== TASK GOAL ==
Go to the line containing "toilet roof with" below; retype it and all following lines exactly, and leave out the pictures.

** Start SOURCE RECORDS **

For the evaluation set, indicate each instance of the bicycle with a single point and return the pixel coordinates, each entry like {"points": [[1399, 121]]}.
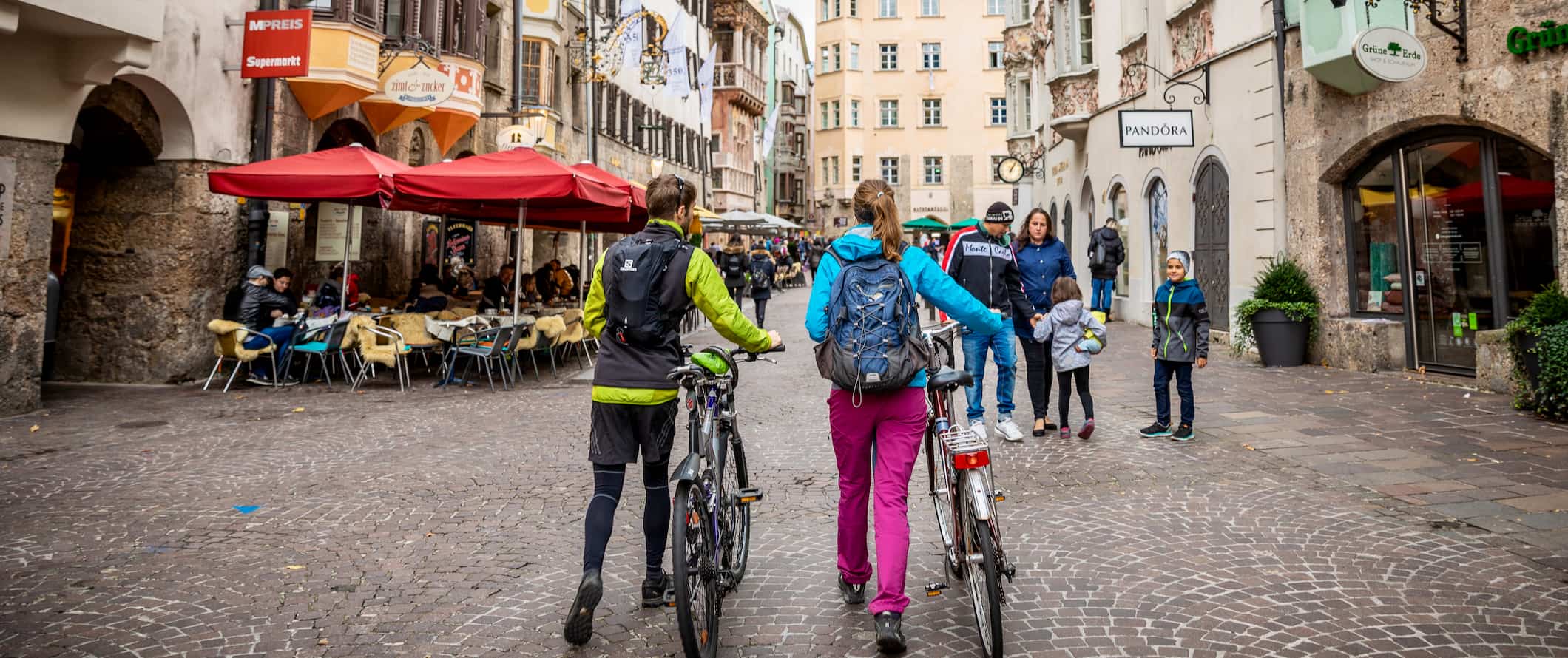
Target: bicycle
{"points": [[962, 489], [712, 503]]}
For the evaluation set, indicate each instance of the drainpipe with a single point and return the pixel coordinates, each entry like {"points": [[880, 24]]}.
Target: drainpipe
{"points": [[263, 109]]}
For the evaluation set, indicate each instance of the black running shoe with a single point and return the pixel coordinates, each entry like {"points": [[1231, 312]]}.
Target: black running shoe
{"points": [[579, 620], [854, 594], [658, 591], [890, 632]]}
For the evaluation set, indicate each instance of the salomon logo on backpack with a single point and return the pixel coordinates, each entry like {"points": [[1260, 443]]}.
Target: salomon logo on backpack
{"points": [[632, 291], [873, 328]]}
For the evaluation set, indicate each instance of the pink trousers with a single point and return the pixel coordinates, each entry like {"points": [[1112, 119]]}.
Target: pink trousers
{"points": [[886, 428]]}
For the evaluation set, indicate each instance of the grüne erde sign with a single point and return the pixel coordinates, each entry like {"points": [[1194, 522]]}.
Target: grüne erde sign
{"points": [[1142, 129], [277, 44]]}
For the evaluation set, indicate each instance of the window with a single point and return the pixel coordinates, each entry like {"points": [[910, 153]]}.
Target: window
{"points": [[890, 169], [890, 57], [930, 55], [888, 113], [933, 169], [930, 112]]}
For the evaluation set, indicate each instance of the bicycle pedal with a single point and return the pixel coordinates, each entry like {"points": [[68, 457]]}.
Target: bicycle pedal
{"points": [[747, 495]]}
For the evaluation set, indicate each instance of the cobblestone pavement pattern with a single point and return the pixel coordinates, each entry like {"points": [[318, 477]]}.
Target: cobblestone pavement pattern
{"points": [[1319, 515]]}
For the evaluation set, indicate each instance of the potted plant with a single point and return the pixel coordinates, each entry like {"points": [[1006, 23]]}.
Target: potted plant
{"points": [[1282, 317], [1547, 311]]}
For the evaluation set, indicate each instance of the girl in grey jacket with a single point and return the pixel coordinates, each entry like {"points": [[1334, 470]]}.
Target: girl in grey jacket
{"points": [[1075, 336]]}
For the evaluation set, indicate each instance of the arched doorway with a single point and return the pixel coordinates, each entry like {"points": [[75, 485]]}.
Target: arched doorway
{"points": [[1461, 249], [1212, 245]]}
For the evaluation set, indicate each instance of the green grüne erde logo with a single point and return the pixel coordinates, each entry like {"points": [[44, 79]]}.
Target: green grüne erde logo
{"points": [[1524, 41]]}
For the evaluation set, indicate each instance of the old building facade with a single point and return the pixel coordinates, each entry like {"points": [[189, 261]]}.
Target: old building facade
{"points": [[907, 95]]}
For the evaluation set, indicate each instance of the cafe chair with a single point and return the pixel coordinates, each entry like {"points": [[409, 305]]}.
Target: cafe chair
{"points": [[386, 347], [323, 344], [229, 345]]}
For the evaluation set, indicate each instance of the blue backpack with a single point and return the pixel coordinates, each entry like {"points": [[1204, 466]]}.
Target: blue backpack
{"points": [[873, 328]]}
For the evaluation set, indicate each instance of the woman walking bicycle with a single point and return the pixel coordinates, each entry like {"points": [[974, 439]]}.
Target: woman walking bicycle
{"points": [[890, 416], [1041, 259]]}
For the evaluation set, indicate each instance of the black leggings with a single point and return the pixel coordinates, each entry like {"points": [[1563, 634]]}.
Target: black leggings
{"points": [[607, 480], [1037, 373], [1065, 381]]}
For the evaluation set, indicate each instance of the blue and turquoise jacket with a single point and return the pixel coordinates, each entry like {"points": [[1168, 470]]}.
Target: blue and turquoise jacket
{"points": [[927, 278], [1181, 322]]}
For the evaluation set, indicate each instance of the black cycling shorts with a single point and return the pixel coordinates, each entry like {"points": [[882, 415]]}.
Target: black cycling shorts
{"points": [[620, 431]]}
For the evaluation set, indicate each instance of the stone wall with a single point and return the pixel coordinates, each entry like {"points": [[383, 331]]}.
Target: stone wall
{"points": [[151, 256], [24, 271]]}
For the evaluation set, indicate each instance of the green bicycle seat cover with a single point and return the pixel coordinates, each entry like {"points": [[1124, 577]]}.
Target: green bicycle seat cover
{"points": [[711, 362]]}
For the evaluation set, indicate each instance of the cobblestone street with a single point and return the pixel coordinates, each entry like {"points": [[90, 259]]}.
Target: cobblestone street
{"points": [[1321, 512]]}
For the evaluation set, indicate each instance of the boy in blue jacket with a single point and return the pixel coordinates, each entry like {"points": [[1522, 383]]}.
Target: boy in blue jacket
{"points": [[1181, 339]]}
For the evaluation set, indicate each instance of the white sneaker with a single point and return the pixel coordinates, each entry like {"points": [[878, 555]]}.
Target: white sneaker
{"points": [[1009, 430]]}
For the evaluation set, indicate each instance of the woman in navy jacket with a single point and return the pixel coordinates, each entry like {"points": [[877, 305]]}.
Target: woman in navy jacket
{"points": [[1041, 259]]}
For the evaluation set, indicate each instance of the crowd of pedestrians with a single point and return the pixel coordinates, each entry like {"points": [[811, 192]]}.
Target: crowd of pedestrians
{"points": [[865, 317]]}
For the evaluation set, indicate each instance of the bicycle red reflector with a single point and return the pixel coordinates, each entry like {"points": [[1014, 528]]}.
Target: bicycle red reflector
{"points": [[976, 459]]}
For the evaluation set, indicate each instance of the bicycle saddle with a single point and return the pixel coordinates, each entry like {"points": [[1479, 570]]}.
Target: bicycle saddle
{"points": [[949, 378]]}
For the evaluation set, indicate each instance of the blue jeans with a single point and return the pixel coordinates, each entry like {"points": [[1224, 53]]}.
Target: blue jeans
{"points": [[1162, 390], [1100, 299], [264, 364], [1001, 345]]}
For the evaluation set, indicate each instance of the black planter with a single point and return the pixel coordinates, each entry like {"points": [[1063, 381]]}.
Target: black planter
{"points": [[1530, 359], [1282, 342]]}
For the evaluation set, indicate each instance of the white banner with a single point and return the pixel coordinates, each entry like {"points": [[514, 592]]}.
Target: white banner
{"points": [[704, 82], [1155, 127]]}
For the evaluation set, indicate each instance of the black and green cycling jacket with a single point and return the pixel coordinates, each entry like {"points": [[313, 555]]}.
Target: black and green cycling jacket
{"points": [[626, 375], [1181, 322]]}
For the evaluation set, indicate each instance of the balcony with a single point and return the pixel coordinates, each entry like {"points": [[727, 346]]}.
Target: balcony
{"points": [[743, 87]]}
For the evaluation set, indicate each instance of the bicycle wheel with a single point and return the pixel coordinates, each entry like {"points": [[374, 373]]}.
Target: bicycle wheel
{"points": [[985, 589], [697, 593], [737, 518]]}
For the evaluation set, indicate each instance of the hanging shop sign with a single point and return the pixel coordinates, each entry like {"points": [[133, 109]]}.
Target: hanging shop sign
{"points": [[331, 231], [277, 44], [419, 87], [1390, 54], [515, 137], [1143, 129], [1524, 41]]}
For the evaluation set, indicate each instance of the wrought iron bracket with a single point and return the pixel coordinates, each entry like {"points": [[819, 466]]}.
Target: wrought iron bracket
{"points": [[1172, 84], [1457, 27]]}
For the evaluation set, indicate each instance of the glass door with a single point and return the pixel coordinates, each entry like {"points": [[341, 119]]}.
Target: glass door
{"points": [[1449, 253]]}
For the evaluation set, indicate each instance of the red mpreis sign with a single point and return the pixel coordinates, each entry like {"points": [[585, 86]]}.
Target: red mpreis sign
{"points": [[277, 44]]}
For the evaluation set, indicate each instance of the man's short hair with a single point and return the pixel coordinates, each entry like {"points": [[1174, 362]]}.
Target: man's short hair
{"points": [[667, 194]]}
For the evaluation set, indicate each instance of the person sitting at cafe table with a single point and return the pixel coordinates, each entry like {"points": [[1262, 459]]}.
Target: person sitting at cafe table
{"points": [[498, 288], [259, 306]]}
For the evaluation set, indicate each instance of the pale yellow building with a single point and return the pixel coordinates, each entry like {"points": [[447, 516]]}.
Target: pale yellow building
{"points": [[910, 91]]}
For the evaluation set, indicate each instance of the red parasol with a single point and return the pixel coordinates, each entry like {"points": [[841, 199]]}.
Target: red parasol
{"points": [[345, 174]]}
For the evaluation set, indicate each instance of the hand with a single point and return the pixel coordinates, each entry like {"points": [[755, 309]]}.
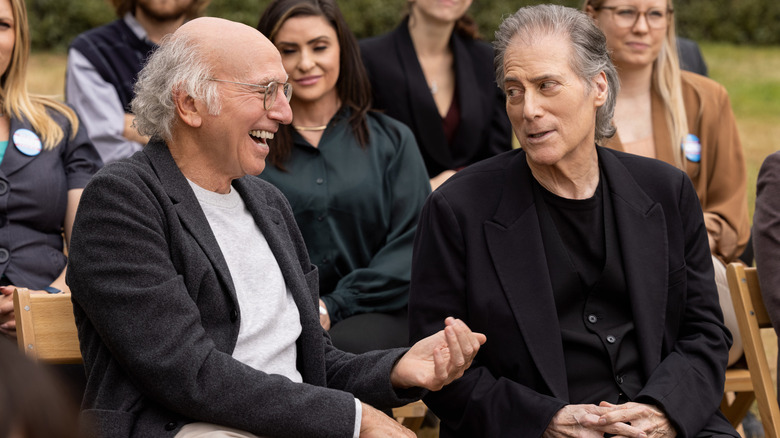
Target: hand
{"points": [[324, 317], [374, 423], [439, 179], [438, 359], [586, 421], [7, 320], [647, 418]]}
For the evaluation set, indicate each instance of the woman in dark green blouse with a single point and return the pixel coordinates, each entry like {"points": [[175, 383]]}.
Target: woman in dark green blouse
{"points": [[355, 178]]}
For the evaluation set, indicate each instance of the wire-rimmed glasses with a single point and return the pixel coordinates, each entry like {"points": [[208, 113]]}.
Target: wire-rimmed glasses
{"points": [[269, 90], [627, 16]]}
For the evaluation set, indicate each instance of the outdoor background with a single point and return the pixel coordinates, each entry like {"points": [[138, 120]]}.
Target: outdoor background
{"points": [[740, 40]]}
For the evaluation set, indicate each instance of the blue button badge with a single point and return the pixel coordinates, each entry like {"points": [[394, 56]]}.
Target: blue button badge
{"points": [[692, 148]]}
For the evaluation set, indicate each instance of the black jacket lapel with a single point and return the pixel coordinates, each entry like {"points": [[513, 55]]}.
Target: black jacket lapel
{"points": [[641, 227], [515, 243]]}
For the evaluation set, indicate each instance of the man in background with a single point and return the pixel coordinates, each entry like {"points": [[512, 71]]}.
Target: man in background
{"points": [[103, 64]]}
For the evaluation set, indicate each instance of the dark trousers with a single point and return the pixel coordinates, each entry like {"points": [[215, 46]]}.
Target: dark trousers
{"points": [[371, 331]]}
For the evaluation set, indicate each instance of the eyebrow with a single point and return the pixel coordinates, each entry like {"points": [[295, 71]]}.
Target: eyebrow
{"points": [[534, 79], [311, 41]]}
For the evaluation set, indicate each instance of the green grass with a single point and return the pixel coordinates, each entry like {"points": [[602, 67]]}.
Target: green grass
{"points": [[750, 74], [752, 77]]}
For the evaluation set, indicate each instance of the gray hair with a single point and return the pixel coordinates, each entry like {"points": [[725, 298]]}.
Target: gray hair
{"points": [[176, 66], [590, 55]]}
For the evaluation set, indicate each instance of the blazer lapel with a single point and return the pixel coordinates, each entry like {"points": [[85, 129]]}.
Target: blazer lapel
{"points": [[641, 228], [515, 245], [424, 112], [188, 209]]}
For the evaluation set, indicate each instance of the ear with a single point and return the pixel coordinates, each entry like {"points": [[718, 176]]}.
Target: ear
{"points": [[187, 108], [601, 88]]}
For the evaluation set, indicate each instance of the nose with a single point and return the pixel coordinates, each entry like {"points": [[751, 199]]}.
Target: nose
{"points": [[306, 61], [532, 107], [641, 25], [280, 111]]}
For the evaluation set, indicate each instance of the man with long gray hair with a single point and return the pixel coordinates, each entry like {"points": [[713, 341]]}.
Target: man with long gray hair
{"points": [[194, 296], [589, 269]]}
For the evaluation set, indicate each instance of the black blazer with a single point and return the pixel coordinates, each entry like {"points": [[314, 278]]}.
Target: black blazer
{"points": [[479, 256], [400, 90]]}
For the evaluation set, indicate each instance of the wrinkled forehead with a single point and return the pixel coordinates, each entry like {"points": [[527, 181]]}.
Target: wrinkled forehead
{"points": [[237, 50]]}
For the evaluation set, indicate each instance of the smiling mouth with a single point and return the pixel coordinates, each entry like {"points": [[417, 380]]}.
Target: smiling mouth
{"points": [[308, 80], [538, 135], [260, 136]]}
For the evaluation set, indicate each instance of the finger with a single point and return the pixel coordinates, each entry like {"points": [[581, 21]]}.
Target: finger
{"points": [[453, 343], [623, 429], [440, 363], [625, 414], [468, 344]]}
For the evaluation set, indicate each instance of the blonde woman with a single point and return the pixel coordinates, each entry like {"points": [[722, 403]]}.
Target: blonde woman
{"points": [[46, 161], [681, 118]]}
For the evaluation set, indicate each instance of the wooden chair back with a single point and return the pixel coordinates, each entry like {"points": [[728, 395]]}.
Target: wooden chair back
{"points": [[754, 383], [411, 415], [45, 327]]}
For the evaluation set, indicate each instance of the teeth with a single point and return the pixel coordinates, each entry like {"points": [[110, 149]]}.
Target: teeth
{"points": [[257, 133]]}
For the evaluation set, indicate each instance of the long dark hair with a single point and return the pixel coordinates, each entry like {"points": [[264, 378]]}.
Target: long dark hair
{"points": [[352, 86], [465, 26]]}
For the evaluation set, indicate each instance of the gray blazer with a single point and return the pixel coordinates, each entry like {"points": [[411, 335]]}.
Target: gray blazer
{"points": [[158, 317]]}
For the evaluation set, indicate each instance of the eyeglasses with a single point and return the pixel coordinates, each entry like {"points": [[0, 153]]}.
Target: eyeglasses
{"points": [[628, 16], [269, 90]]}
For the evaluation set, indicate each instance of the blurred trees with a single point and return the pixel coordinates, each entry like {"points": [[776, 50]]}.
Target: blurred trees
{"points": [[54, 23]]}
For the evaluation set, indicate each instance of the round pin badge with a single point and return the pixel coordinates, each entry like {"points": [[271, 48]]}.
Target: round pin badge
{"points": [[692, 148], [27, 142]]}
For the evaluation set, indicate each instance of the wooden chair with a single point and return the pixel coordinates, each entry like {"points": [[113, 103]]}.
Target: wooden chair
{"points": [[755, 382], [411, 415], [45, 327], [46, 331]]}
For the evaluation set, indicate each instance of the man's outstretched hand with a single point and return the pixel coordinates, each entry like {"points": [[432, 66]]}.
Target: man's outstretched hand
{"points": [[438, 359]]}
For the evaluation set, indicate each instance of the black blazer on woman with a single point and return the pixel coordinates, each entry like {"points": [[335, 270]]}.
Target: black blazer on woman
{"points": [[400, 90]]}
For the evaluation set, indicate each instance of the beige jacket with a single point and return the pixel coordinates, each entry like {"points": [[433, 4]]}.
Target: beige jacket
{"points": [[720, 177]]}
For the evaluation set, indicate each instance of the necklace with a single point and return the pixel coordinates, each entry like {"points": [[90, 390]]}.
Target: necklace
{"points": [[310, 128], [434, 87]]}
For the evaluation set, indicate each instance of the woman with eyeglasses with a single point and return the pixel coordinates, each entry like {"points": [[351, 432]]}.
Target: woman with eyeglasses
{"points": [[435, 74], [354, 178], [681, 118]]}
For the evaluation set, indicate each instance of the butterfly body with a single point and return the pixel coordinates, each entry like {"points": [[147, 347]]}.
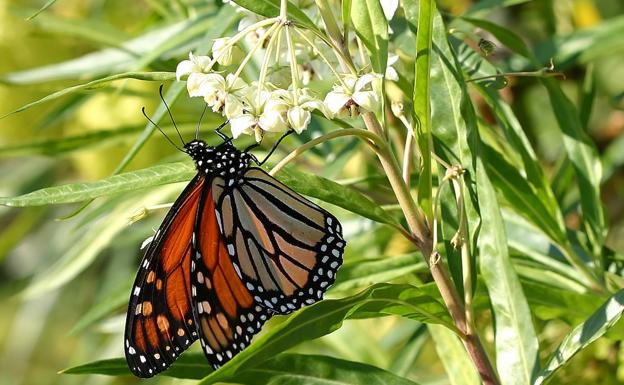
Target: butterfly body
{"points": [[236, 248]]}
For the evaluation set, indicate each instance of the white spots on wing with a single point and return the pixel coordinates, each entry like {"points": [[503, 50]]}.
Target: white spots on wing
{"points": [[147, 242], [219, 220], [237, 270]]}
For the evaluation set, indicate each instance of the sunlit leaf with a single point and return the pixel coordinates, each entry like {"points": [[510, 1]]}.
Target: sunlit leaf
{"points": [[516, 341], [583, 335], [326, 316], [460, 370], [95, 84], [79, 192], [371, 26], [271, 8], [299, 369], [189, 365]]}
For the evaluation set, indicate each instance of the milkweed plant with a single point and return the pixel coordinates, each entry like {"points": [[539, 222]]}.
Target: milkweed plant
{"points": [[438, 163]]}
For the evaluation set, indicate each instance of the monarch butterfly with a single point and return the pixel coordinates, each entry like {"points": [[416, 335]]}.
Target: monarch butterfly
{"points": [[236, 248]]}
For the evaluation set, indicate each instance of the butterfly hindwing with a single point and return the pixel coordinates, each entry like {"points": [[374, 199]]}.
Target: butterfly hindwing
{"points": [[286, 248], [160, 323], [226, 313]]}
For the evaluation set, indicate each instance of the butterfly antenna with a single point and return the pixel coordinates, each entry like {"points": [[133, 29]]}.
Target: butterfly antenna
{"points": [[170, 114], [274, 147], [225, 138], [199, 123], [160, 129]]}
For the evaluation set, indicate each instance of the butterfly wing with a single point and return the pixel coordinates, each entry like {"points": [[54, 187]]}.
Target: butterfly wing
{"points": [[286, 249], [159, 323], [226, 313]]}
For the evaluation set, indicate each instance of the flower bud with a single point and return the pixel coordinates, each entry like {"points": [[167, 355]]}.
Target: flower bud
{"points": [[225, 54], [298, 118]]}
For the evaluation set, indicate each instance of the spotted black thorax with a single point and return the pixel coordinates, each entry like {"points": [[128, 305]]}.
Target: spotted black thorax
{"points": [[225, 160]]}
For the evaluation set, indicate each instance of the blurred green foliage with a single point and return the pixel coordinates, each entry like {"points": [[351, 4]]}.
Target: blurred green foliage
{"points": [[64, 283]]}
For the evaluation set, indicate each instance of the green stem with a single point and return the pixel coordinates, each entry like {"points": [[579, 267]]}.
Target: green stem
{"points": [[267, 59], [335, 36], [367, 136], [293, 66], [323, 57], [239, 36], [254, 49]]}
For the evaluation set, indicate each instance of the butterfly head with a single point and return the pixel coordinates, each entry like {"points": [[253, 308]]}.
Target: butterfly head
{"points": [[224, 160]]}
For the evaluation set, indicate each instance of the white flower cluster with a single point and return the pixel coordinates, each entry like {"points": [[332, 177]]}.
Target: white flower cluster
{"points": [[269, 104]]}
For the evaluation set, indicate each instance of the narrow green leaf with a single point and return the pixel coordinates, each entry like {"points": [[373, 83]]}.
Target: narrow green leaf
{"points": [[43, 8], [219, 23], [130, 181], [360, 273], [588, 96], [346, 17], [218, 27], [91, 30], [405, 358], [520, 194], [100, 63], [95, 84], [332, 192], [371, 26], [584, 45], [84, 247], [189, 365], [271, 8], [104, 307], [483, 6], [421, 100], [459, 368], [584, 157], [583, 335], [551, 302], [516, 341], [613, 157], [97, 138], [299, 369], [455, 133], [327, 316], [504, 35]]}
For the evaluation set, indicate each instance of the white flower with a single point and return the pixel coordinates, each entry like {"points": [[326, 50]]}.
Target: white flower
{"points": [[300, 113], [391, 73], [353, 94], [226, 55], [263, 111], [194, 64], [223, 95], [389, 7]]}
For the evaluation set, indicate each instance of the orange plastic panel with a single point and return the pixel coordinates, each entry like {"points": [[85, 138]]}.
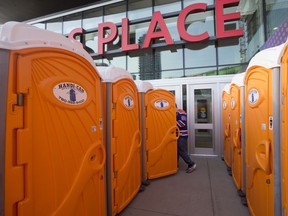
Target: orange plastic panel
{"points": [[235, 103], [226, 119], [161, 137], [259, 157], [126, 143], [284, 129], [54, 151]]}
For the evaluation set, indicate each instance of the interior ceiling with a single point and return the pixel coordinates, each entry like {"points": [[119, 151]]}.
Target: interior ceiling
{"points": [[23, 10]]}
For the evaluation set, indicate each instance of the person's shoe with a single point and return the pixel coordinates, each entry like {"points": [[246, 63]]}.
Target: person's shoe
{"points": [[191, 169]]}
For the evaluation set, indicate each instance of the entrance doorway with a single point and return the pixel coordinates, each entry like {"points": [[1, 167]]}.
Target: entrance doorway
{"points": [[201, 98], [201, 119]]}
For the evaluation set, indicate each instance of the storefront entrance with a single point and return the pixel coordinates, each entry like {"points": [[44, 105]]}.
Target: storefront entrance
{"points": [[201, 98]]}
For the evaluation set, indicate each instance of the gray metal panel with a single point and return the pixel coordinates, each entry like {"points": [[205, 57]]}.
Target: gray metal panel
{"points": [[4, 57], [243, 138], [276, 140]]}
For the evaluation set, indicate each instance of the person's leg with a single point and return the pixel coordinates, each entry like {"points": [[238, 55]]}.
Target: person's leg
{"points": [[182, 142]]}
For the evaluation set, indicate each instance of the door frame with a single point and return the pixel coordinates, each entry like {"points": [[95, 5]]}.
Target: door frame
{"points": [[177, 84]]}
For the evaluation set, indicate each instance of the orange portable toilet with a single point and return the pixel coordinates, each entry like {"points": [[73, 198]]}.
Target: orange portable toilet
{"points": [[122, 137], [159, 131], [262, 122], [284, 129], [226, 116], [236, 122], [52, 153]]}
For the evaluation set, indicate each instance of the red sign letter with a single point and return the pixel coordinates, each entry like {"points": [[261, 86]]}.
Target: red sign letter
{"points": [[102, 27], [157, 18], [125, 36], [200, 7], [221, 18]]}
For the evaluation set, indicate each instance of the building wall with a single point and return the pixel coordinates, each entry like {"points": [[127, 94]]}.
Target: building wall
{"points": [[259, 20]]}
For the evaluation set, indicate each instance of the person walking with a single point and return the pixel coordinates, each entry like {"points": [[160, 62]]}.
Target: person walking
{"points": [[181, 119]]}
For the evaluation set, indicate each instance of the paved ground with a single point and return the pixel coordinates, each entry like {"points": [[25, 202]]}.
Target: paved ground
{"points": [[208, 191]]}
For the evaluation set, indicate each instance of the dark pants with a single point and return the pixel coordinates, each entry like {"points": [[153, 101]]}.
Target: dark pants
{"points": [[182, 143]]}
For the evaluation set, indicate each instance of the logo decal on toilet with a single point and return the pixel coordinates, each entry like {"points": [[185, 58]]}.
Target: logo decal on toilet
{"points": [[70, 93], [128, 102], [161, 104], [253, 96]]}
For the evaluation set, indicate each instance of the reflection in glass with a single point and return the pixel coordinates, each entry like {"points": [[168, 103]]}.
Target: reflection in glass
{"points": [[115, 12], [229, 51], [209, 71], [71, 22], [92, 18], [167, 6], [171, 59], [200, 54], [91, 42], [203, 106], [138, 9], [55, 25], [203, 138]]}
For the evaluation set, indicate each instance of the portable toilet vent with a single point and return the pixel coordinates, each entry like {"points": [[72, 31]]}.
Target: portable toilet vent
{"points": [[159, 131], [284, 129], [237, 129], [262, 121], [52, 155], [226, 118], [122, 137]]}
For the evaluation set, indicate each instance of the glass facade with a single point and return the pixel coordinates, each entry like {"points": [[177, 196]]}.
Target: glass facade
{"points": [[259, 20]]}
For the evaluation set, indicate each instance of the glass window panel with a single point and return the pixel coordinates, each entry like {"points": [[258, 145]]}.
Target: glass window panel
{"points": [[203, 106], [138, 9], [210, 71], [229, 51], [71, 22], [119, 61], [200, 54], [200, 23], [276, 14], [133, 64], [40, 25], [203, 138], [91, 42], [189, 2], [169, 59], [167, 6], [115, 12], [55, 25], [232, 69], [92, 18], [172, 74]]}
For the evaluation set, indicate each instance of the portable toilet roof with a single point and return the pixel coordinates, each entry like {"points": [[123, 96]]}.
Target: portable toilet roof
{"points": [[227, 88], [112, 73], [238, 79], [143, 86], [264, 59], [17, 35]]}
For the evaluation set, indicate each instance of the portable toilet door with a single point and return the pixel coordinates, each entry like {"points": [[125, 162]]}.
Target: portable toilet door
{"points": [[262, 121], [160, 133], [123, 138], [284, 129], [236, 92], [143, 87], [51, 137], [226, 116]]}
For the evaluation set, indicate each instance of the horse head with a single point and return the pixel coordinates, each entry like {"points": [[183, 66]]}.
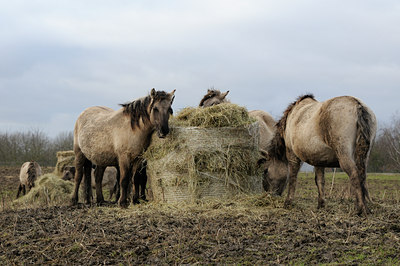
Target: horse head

** End SOURCE RECORDS **

== ANSWER ==
For the evaluation set, indicate each instance of the portable toilet roof with a single point and return the pixel coordinates, each entry like {"points": [[123, 96]]}.
Target: portable toilet roof
{"points": [[227, 88], [112, 73], [238, 79], [143, 86], [264, 59], [17, 35]]}
For the evaluation set, indicate each instance of the portable toilet door with a single point and return the pixel coordinates, each entry like {"points": [[125, 162]]}.
Target: portable toilet door
{"points": [[262, 121], [160, 133], [123, 138], [284, 129], [236, 92], [143, 87], [51, 137], [226, 116]]}
For the evaluation set, indicate each instance of the horse head with a single point and return the pixel coordinates, each entry like {"points": [[183, 66]]}.
Target: horse head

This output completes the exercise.